For each statement below, say yes or no depending on whether it agrees with the personal profile, and quote the exact words from the profile that decide it.
1. The writer moved to Southeast Louisiana before Hurricane Katrina.
2. Spider-Man is the writer's favorite super hero.
3. The writer has one favorite book.

▸ GIVEN TEXT
+++

I write. I work. I love my *son, AJ, and sometimes I sleep. Not in that order. I was born in New Orleans and later moved (after Hurricane Katrina) to a nearby area of Southeast Louisiana: Home of red beans & rice and Jurassic Park sized mosquitos. I’ve been genetically predisposed to love the Saints, seafood, and brass bands. I was once set on fire my someone else’s Flaming Dr. Pepper shot.
I don’t have a favorite book, but there are several I have read multiple times. A few of my favorite authors are Anne Rice, Neil Gaiman, and Stephen King. My life is rather mundane most of the time, except for the occasional bizarre encounter in the world- like the time a giant partition fell on my head during my friend’s brother’s comedy set (True story). I think we can all relate.
I’m involved with St. Baldrick’s Foundation, a childhood cancer charity that dedicates their funds to childhood cancer research worldwide. I lost my son to childhood cancer on April 5, 2022. I’ve posted updates about his cancer journey through the years, listed below.
Photo taken in 2013 after my first time shaving my head for St. Baldrick’s Foundation. I have intermittent esotropia, and I wore an eye patch. I’ve had surgery since this photo was taken, but my eyes are pretty FUBAR still.
I’m super into skulls and skeletons. I just am. Spider-Man is my favorite super hero. My favorite dinosaur is T-Rex. Most of my writing inspiration comes from music, and I have eclectic music tastes. I will openly declare that I love Queen, and I don’t care who knows it. Freddie Mercury is one of my favorite humans to ever live.
That’s me, in a few paragraphs. If only I could summarize everything in life so easily.
*Below are updates I kept during AJ’s cancer diagnoses and after his passing.

+++

[Extracted records]
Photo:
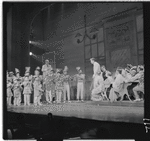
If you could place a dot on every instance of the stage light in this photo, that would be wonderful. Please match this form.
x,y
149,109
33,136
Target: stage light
x,y
30,53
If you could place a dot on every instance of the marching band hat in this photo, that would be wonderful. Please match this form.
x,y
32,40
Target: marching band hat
x,y
8,79
15,79
38,68
141,67
134,68
129,66
58,70
46,60
17,70
78,68
26,77
52,70
92,59
27,69
11,72
65,69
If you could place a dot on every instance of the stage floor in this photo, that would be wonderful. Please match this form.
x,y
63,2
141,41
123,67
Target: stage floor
x,y
125,111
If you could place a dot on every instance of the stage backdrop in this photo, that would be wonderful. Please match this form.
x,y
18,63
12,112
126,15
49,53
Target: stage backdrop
x,y
120,40
51,57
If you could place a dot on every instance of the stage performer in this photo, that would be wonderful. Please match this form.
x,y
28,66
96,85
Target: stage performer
x,y
9,91
37,80
59,86
20,80
11,76
37,91
96,70
80,84
117,85
66,79
27,83
99,88
50,86
140,86
46,68
17,91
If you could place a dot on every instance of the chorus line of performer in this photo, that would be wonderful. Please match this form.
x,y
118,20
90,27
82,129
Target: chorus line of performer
x,y
55,84
113,86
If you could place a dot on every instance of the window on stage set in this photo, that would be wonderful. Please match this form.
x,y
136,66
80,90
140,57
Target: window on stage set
x,y
139,24
94,48
101,49
87,52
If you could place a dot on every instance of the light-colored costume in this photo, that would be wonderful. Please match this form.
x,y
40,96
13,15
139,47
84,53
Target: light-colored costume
x,y
80,84
9,92
96,70
66,79
37,90
140,85
59,87
50,87
99,87
19,80
117,87
46,69
27,83
37,79
17,92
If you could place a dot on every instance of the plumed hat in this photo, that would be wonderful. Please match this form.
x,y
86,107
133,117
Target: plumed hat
x,y
134,68
17,70
11,73
58,70
38,68
27,71
65,69
8,79
47,60
78,68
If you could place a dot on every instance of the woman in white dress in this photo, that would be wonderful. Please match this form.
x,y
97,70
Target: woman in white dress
x,y
99,87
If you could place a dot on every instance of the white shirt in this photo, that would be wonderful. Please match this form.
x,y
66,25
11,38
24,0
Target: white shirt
x,y
46,68
118,81
96,68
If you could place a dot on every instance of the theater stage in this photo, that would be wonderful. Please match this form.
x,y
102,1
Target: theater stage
x,y
125,111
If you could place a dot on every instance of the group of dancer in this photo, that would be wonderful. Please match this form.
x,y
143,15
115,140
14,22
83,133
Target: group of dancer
x,y
130,78
54,83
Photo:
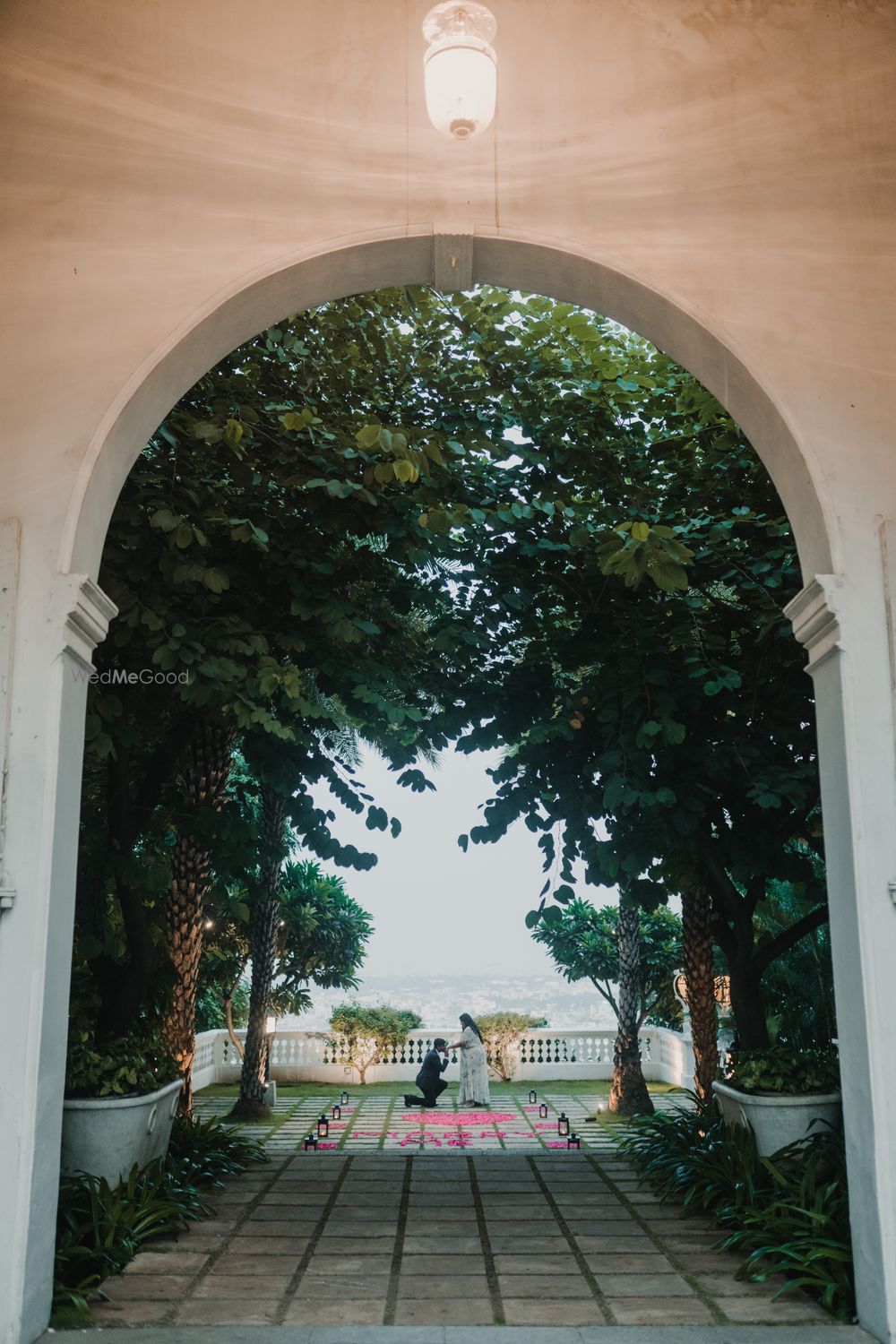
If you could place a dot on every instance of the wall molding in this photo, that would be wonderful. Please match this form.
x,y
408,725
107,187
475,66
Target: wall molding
x,y
814,615
88,613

+++

▸ WRITTEN SOLUTION
1. No: "later moved (after Hurricane Katrina) to a nearby area of Southeast Louisiana"
2. Yes: "Spider-Man is my favorite super hero."
3. No: "I don’t have a favorite book"